--- Start of Record excerpts ---

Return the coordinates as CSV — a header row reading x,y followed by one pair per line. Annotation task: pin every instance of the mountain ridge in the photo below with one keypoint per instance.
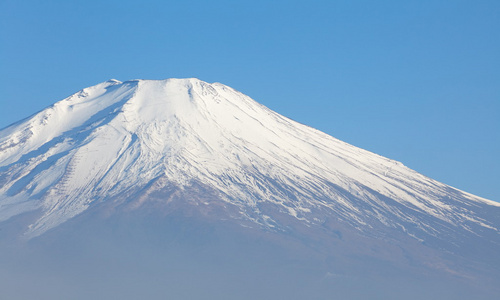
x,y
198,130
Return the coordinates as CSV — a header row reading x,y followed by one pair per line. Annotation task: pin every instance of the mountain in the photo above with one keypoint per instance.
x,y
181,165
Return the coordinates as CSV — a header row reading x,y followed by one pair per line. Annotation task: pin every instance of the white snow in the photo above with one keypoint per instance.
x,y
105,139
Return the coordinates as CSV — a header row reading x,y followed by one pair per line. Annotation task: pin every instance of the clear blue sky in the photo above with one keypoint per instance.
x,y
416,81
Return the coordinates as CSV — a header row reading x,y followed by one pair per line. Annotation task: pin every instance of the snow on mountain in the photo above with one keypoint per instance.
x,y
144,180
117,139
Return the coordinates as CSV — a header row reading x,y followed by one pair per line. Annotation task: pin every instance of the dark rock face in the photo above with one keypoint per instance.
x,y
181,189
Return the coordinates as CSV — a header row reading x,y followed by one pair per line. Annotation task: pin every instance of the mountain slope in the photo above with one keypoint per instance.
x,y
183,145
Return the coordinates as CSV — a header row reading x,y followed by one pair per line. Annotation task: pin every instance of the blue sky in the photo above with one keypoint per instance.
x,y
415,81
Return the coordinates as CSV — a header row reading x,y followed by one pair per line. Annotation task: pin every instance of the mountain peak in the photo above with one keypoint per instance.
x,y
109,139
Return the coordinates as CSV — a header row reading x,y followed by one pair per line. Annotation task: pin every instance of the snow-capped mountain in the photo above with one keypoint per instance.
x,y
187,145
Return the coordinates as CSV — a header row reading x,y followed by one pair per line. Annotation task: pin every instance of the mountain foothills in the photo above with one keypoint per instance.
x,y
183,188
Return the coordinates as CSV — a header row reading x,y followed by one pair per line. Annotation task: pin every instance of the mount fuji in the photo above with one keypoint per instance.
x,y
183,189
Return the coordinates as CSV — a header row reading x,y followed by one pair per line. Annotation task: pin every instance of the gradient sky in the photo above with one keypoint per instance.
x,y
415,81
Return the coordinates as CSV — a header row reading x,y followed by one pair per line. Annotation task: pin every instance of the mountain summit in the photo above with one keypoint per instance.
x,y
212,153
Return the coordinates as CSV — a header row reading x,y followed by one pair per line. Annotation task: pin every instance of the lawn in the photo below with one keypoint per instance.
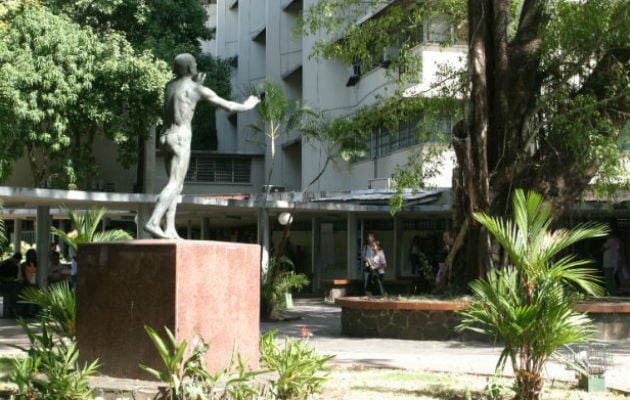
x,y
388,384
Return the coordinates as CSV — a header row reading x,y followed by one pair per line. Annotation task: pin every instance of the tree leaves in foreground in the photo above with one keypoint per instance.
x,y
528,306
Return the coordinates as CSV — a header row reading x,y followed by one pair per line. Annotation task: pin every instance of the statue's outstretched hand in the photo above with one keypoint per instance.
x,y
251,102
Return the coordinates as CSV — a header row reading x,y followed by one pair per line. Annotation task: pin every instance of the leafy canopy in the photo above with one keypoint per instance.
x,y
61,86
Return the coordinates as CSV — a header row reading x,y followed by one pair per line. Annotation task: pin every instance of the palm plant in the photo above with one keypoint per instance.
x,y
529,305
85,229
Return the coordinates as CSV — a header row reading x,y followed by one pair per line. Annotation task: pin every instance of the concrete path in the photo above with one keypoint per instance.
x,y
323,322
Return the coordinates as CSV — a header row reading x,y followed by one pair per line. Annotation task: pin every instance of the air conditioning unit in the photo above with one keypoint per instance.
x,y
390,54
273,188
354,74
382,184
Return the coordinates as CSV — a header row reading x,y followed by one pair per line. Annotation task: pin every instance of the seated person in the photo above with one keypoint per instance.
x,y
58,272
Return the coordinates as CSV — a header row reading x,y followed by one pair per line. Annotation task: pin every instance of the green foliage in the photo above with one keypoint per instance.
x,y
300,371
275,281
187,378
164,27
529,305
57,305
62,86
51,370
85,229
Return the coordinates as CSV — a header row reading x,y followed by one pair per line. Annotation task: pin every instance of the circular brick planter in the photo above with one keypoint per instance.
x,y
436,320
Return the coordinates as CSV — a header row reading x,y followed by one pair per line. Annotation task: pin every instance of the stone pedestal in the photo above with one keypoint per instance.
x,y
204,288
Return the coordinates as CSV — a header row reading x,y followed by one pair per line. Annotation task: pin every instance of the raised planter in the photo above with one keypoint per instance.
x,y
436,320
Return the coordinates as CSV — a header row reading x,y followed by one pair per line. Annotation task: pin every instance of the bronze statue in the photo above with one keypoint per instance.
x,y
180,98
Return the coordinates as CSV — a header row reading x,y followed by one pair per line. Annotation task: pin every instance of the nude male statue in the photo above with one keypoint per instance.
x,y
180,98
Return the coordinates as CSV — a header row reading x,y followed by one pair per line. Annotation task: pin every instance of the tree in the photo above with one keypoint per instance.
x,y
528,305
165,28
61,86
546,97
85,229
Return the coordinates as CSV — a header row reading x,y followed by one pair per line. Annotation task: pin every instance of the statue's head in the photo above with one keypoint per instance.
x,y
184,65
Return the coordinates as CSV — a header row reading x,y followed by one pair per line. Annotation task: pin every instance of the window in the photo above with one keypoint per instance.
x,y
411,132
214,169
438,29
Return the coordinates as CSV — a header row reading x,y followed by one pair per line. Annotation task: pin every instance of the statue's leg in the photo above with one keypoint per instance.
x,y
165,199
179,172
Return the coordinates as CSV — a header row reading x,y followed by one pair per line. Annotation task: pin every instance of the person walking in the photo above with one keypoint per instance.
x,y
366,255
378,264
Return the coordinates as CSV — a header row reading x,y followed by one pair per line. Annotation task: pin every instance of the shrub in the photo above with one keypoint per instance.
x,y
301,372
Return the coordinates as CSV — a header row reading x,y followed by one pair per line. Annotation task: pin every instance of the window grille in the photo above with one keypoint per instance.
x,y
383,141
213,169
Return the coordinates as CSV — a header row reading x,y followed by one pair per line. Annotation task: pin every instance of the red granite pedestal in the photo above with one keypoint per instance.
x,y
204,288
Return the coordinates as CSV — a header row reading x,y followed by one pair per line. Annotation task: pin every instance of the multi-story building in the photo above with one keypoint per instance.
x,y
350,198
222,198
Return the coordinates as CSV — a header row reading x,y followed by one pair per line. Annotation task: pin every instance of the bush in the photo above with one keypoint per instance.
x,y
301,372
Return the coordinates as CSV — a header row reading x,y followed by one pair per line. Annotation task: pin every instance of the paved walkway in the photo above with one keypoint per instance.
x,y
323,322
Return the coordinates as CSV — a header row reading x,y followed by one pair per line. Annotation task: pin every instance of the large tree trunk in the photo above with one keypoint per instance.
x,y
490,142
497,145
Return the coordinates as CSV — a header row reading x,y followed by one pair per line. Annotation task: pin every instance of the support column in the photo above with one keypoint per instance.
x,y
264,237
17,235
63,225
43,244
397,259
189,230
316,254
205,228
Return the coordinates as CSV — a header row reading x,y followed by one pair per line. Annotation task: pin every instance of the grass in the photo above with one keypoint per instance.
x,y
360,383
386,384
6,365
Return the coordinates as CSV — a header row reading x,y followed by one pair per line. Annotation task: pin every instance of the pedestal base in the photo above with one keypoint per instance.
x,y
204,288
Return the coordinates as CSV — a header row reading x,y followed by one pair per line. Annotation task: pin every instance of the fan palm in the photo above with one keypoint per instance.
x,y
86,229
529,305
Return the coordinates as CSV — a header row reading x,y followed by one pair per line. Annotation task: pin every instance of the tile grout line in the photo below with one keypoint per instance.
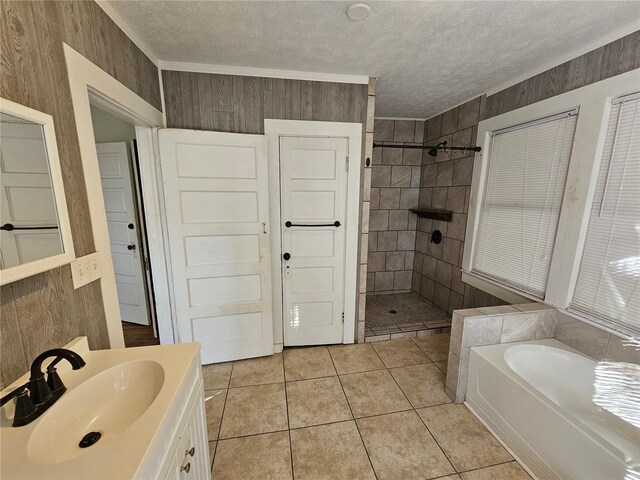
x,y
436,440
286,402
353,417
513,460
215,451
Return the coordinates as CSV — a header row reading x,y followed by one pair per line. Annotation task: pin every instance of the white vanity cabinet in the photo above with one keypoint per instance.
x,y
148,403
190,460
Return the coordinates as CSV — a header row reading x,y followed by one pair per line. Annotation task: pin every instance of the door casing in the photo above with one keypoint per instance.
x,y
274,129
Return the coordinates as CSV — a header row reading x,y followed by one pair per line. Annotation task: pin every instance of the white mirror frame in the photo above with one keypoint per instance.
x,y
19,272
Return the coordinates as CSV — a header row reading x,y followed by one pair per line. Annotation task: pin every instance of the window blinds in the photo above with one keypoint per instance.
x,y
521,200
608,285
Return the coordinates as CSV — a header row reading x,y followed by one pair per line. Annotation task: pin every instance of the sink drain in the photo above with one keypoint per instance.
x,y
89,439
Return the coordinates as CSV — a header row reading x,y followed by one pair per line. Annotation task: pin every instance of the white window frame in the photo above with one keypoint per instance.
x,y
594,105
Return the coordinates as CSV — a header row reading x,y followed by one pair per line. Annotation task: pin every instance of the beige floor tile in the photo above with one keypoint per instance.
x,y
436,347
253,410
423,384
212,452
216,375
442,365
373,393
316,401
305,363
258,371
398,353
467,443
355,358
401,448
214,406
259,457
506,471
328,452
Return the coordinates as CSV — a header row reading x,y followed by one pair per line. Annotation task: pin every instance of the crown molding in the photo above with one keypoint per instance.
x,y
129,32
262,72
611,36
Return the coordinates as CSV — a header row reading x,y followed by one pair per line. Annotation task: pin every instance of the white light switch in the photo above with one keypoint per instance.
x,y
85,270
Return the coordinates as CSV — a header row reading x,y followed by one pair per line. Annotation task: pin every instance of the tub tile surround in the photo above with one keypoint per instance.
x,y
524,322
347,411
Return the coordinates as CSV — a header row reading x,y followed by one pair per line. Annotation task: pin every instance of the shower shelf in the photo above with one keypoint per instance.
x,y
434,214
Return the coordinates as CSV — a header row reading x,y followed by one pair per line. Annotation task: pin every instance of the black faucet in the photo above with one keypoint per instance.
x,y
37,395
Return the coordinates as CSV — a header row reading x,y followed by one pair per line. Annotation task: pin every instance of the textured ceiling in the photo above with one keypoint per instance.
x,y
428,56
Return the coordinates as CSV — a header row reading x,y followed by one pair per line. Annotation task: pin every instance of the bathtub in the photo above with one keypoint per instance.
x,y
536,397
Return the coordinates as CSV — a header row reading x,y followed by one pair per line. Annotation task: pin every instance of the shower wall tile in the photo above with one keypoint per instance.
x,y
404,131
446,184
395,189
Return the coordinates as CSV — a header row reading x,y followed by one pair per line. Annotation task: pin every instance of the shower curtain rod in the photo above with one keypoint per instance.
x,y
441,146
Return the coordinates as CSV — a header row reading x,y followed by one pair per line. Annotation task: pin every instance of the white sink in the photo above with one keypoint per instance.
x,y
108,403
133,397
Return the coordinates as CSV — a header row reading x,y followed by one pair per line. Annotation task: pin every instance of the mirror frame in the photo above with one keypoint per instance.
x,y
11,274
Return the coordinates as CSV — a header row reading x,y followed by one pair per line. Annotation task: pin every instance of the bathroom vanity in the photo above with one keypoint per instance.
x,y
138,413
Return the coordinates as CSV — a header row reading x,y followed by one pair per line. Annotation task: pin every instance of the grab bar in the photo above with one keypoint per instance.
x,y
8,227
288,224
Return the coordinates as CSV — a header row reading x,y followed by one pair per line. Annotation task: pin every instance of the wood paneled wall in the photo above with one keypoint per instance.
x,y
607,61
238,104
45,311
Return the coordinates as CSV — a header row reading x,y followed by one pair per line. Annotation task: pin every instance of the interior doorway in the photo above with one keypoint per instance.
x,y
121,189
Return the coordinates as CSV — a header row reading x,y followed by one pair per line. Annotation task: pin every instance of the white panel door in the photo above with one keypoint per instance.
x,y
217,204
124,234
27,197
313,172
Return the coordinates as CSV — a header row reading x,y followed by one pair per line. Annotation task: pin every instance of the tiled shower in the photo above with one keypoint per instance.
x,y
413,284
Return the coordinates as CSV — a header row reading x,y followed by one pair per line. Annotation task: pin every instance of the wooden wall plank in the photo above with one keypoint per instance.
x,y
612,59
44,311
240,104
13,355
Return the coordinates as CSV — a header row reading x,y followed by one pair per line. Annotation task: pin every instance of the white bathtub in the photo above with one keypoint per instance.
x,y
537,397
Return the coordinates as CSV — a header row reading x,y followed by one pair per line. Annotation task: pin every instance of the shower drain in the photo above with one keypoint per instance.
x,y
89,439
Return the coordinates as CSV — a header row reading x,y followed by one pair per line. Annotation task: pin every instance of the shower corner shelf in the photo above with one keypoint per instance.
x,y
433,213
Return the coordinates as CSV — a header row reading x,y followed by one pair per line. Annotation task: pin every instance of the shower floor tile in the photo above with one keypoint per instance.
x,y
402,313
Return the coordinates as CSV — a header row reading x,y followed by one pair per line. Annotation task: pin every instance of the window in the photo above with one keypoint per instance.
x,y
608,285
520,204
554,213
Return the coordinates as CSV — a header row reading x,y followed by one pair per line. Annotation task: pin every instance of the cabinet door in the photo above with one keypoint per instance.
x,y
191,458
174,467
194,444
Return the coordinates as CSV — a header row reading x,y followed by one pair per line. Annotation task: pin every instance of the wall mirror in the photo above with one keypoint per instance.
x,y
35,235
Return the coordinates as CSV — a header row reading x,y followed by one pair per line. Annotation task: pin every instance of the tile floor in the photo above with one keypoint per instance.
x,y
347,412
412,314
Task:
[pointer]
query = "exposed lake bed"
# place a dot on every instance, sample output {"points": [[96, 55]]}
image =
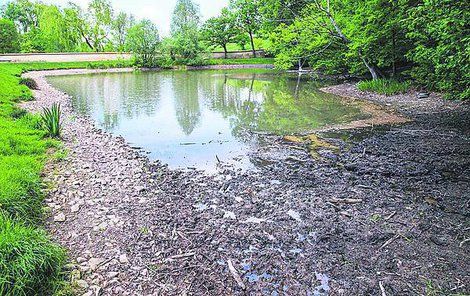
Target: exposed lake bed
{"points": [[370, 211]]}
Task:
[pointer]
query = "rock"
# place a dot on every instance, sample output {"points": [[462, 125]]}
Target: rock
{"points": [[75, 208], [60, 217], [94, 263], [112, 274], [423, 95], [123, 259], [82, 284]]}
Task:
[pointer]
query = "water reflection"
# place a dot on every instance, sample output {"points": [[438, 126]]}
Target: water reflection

--- End of Record excerpts ---

## Short task
Nothing but the lines from the line containing "of the wall" through the last line of the material may be output, and they must be copied exactly, without pictures.

## The response
Return the coordinates as CSV — a header row reading x,y followed by one pair per line. Annotation task: pin every instance of the wall mirror in the photo above with one keypoint per instance.
x,y
35,235
Return the coordinates as CSV — a header row reading x,y followed by one pair per line. Annotation task: pin every instance of the tile floor in the photo above with one keypoint per instance.
x,y
347,412
412,314
Task:
[pointer]
query = "exposed lake bed"
# place a dot on every instance, sample output {"points": [[96, 55]]}
image =
Target: exposed lake bed
{"points": [[370, 211]]}
Task:
[pointer]
query = "rock"
# place a dot on every instance, sample output {"points": [[462, 125]]}
Target: rock
{"points": [[75, 208], [60, 217], [94, 263], [112, 274], [423, 95], [123, 259], [82, 284]]}
Task:
[pointer]
query = "water reflection"
# place a dot on every instance, sample output {"points": [[438, 126]]}
Target: water reflection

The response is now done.